• [The task]
If a line in the data has the string "stone", please show it.

• [Information shown]
>>>>>

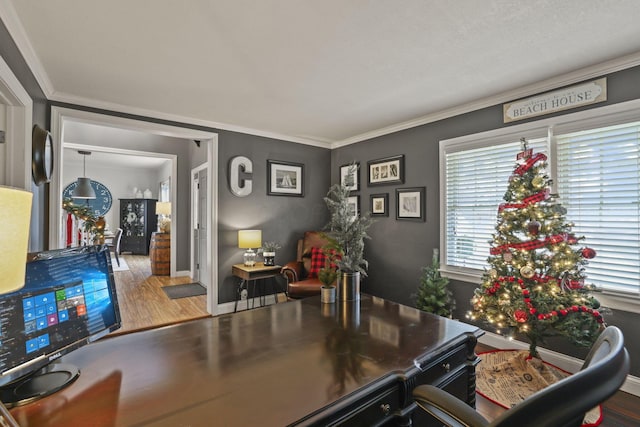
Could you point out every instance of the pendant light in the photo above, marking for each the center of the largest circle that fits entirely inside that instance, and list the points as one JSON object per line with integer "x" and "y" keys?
{"x": 83, "y": 189}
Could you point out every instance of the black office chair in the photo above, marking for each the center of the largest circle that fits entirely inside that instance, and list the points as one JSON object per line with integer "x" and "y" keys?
{"x": 114, "y": 245}
{"x": 561, "y": 404}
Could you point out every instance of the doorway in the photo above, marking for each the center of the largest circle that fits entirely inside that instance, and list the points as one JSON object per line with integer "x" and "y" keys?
{"x": 60, "y": 116}
{"x": 200, "y": 263}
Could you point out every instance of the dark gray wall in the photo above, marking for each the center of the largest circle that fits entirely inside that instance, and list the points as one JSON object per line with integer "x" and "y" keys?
{"x": 282, "y": 219}
{"x": 399, "y": 249}
{"x": 13, "y": 58}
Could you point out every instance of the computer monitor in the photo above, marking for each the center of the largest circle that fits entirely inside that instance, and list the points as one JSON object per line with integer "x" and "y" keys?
{"x": 69, "y": 300}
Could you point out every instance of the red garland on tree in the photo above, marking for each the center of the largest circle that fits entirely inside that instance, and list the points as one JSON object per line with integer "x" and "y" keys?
{"x": 535, "y": 285}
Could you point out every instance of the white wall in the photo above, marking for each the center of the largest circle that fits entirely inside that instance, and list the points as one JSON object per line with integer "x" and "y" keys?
{"x": 119, "y": 180}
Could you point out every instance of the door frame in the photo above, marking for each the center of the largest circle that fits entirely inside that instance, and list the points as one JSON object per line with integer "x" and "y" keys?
{"x": 194, "y": 172}
{"x": 60, "y": 115}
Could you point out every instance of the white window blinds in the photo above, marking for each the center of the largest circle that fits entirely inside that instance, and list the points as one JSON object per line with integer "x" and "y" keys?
{"x": 598, "y": 177}
{"x": 476, "y": 181}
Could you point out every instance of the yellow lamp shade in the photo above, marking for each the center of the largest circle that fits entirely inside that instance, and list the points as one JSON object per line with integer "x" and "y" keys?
{"x": 15, "y": 216}
{"x": 248, "y": 239}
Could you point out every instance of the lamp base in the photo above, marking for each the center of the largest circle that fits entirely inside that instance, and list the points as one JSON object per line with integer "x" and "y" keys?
{"x": 250, "y": 258}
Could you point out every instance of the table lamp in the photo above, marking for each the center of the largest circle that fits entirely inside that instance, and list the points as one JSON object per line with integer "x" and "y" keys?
{"x": 163, "y": 210}
{"x": 15, "y": 212}
{"x": 248, "y": 239}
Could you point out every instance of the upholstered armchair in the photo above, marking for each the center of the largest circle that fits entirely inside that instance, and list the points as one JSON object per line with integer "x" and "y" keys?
{"x": 302, "y": 278}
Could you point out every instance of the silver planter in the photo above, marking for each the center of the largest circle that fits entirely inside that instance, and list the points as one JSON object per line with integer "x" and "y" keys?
{"x": 349, "y": 286}
{"x": 328, "y": 294}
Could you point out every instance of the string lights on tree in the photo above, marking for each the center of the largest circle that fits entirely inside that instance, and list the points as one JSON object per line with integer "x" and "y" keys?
{"x": 535, "y": 285}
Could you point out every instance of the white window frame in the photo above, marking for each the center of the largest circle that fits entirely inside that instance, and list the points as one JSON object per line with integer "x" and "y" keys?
{"x": 589, "y": 119}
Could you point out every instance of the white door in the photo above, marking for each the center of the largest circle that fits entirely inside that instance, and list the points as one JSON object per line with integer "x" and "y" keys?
{"x": 200, "y": 267}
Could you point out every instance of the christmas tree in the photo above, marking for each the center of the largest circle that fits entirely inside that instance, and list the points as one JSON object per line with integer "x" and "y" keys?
{"x": 434, "y": 295}
{"x": 536, "y": 283}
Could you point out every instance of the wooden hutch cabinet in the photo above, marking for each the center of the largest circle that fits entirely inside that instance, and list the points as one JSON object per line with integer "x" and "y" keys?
{"x": 137, "y": 220}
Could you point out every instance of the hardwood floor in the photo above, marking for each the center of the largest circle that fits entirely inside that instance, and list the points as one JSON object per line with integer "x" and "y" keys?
{"x": 621, "y": 410}
{"x": 144, "y": 305}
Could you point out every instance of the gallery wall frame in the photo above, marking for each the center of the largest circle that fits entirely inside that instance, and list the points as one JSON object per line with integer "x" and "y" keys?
{"x": 354, "y": 205}
{"x": 285, "y": 178}
{"x": 389, "y": 170}
{"x": 350, "y": 180}
{"x": 379, "y": 204}
{"x": 411, "y": 203}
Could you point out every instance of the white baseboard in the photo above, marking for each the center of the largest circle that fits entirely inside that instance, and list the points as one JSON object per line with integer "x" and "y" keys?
{"x": 562, "y": 361}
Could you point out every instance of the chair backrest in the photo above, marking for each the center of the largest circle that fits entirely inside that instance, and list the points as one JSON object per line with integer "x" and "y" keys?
{"x": 565, "y": 403}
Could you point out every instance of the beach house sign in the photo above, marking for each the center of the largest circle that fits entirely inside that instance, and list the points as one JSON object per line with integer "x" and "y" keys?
{"x": 557, "y": 100}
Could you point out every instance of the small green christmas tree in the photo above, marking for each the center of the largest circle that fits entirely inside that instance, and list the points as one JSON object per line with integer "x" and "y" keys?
{"x": 434, "y": 295}
{"x": 536, "y": 283}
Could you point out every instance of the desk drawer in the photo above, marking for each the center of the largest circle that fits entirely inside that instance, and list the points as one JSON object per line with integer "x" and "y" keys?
{"x": 435, "y": 372}
{"x": 374, "y": 409}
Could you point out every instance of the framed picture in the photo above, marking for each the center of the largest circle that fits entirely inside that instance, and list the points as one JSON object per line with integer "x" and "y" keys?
{"x": 285, "y": 178}
{"x": 411, "y": 203}
{"x": 380, "y": 204}
{"x": 354, "y": 205}
{"x": 389, "y": 170}
{"x": 350, "y": 180}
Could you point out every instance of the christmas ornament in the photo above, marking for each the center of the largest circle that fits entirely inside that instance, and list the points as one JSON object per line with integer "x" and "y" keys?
{"x": 527, "y": 272}
{"x": 537, "y": 182}
{"x": 520, "y": 316}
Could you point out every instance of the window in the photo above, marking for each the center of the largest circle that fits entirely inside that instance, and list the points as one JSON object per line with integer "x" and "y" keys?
{"x": 599, "y": 184}
{"x": 594, "y": 161}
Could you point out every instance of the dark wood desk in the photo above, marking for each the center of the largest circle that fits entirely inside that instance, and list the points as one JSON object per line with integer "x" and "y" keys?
{"x": 298, "y": 363}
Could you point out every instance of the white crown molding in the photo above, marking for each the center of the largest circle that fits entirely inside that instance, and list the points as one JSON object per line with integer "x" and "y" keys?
{"x": 71, "y": 99}
{"x": 10, "y": 19}
{"x": 562, "y": 361}
{"x": 587, "y": 73}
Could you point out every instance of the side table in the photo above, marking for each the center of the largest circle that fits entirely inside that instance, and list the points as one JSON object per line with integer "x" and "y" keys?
{"x": 249, "y": 274}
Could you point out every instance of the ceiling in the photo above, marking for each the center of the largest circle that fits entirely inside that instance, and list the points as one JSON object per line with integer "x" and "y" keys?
{"x": 106, "y": 160}
{"x": 327, "y": 72}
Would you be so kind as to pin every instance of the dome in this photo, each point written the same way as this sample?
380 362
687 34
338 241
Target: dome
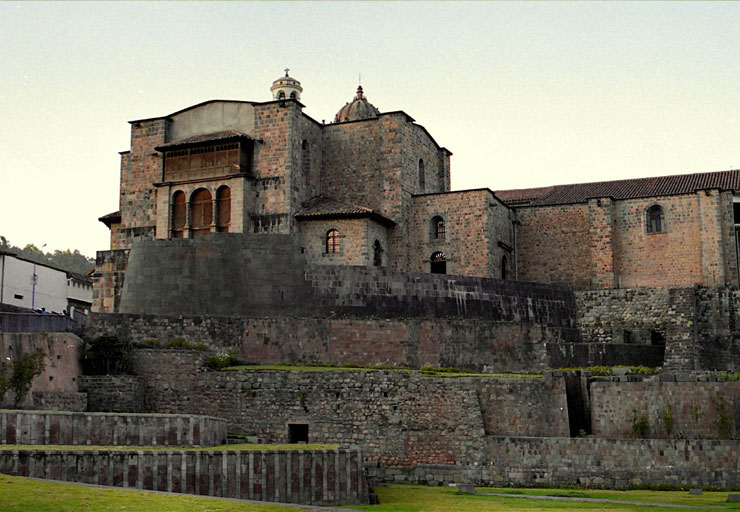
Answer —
286 87
360 108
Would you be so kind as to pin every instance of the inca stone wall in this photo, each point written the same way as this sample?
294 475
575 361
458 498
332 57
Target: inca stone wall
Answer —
112 393
688 409
104 429
612 463
62 365
319 477
395 417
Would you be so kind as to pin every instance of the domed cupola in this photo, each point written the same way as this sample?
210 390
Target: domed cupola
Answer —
286 87
360 108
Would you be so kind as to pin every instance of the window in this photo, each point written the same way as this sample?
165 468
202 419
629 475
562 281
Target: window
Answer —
332 241
178 214
377 254
297 433
305 158
655 219
201 212
438 263
223 209
438 228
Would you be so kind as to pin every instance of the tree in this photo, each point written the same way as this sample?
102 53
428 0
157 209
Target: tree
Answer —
22 372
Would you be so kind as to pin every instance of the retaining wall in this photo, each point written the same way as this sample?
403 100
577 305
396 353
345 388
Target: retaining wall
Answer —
73 428
319 477
113 393
612 463
62 365
693 409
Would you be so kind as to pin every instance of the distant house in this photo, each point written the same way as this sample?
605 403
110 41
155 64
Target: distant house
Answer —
25 284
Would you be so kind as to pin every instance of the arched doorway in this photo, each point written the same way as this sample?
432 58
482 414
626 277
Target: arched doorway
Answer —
201 212
438 263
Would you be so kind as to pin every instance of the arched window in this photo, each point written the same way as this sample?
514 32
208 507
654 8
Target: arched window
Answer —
201 212
377 254
438 263
306 158
179 212
332 241
223 209
438 230
655 220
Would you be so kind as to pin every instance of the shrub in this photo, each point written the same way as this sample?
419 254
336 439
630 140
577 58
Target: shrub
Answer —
22 372
106 355
221 360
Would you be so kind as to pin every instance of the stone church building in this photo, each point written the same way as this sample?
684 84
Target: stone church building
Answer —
373 189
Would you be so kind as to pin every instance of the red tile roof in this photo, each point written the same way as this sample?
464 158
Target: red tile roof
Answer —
323 207
205 138
622 189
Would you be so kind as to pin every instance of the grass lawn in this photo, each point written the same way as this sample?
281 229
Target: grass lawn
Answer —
24 494
414 498
221 447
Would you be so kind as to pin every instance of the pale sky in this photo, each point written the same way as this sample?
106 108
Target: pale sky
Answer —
524 94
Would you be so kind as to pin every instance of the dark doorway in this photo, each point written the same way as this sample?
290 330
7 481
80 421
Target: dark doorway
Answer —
579 411
438 263
297 433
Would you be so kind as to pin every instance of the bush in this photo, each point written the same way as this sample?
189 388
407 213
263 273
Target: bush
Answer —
22 372
221 360
106 355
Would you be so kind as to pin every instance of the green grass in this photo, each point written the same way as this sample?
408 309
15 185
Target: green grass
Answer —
221 447
415 498
24 494
668 497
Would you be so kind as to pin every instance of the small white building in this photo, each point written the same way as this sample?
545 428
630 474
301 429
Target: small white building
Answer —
30 285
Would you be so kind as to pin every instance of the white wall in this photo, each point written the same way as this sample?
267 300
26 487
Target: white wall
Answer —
16 279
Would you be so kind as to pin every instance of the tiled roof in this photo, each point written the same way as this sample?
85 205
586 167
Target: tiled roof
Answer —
323 207
195 140
623 189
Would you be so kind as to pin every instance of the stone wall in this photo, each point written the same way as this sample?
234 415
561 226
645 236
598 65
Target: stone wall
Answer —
643 316
612 463
106 429
110 271
318 477
693 408
395 417
475 223
112 393
475 344
59 401
62 365
605 243
221 273
550 245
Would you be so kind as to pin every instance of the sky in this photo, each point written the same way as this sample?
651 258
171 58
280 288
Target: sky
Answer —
524 94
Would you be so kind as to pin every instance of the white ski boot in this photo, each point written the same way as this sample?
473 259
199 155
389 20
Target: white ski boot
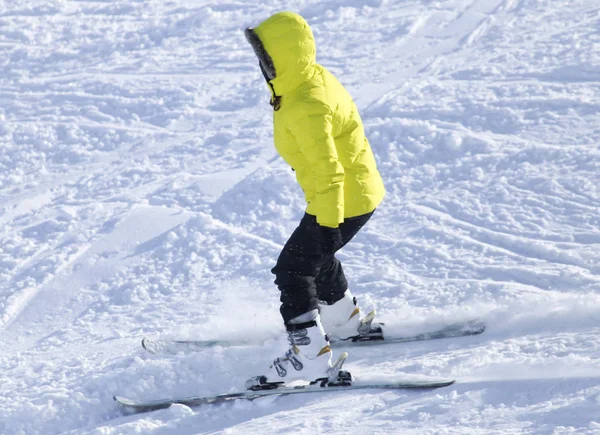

<<<<<

• [Answer to this problem]
Would you be so kind as to pin every instance of the inca stone wall in this photo, each point written the same way as this sample?
Target: inca stone wall
Would you be so kind as to pin every instance of the stone church building in this photo, each point written the same way as this sample?
Target: stone church building
Would you be so kind as to pin every instance of the stone wall in this photo, each point written the same way as this sample?
Target: stone wall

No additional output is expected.